Exercise requirements: Transcribe precisely those lines of the listing that fall between the line containing "the dog's muzzle" and the last line, inclusive of both.

┄┄┄┄┄┄┄┄┄┄

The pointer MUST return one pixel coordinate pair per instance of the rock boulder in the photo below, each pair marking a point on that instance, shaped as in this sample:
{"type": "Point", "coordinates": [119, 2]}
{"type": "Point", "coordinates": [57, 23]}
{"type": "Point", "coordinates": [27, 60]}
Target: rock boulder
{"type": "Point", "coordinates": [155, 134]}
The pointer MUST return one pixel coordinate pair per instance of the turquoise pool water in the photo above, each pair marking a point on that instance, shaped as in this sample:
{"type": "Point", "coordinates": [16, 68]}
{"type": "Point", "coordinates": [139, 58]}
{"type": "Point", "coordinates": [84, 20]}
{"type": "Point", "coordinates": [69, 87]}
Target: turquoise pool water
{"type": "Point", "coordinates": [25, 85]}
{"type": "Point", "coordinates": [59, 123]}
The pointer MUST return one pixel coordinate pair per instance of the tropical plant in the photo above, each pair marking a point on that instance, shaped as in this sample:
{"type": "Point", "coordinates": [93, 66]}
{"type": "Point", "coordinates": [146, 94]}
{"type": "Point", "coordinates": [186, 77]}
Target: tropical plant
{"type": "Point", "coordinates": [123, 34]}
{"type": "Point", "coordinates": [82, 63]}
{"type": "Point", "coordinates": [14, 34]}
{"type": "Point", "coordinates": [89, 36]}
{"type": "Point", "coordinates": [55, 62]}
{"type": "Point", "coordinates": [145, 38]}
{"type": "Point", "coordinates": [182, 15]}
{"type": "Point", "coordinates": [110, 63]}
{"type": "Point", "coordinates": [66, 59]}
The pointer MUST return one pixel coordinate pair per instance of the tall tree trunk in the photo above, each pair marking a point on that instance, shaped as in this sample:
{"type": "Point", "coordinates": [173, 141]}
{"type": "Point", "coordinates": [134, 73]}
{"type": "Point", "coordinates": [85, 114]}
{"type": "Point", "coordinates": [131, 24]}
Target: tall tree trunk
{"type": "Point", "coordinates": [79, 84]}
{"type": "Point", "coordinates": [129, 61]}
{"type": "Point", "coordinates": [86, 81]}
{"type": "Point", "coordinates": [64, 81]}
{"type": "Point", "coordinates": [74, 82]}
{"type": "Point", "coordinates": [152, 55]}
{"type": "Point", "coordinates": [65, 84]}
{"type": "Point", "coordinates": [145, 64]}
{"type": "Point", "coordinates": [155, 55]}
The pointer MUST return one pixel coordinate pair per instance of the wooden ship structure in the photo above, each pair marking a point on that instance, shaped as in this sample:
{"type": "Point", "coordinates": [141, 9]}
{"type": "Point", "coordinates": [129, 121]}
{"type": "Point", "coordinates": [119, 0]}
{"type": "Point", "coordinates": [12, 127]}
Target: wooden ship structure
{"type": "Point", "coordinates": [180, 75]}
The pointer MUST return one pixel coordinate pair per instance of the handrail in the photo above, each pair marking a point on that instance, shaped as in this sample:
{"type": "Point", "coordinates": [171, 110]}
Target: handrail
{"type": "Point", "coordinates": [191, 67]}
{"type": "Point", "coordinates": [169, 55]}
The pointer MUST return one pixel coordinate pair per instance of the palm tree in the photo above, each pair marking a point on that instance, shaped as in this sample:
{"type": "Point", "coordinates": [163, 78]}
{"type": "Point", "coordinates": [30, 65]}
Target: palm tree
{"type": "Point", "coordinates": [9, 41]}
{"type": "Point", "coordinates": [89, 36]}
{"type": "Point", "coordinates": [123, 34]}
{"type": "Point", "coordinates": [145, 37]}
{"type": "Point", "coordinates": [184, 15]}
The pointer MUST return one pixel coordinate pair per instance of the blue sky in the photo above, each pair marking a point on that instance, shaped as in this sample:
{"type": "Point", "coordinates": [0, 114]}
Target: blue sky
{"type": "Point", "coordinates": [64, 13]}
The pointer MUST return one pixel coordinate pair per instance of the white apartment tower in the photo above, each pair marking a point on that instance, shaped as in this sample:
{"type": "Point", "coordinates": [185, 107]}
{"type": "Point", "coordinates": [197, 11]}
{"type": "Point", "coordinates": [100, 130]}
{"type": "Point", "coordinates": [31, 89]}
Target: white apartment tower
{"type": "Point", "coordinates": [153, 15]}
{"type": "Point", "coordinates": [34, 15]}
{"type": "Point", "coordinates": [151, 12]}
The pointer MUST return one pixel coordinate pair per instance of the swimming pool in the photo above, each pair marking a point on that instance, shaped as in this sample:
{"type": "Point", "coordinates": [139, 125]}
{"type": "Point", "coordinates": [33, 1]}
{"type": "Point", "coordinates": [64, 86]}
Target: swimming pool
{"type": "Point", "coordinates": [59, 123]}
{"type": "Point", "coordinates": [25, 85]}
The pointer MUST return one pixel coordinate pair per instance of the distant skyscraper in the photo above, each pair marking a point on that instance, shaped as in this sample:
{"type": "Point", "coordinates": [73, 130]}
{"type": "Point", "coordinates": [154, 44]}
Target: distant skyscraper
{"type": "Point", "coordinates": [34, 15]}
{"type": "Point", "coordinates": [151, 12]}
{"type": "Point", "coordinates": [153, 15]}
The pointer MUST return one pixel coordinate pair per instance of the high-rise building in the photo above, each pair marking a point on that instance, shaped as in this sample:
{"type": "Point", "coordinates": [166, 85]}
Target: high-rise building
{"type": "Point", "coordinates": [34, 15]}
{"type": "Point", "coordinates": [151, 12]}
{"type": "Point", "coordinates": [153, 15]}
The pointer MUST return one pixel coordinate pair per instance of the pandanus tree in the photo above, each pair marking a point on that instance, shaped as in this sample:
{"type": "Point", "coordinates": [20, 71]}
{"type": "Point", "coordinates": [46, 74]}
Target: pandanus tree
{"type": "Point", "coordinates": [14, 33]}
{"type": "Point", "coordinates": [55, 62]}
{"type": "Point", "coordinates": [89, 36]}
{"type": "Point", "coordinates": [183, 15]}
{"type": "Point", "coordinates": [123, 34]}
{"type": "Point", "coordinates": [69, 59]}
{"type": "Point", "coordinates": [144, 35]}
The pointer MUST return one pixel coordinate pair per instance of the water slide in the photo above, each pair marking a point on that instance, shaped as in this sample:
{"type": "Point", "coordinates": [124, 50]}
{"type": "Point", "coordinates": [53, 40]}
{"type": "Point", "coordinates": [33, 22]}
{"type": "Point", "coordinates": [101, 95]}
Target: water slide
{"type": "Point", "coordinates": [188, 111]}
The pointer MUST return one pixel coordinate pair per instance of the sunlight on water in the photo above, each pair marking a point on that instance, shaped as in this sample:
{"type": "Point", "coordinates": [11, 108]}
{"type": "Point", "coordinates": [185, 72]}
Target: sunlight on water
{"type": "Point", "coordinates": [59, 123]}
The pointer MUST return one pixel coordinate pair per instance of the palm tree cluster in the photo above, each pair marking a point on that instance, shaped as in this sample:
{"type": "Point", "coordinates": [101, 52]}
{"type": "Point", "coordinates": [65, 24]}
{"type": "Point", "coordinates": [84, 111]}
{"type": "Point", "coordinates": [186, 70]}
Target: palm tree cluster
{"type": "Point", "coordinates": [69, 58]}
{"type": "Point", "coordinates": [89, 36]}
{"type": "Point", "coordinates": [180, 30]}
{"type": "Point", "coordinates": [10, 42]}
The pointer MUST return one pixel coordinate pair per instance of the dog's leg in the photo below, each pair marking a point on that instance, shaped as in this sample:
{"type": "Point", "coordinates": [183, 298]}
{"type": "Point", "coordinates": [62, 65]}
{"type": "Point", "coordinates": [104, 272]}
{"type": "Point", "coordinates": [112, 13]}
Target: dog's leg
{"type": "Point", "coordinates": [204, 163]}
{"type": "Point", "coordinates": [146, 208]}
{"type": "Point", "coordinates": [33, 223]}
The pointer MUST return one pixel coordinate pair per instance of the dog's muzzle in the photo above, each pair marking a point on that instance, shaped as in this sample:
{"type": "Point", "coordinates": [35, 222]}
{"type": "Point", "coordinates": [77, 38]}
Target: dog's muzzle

┄┄┄┄┄┄┄┄┄┄

Finished answer:
The pointer MUST return one pixel coordinate pair per instance of the dog's muzzle in the photo above, each pair marking a point on that instance, shaped as in this sample:
{"type": "Point", "coordinates": [35, 222]}
{"type": "Point", "coordinates": [77, 38]}
Target: dog's muzzle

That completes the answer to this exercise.